▶ [Task description]:
Please pull out every line of the data below that contains the word "instance", copying each line in full.

▶ [Segmentation data]:
------------------------------------------------------------
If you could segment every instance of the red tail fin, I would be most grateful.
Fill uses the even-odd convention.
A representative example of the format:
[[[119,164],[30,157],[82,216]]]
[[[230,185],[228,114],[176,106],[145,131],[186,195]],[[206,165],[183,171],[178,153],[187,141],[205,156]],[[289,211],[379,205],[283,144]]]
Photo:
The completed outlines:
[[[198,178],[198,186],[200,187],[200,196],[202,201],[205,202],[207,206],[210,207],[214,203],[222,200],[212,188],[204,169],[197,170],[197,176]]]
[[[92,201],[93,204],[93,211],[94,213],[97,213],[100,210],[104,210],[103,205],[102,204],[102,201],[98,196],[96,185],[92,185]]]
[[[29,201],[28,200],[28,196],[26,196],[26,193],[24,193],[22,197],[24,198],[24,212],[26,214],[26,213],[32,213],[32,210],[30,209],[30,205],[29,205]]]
------------------------------------------------------------
▶ [Task output]:
If you could segment every instance of the red tail fin, I would be most grateful.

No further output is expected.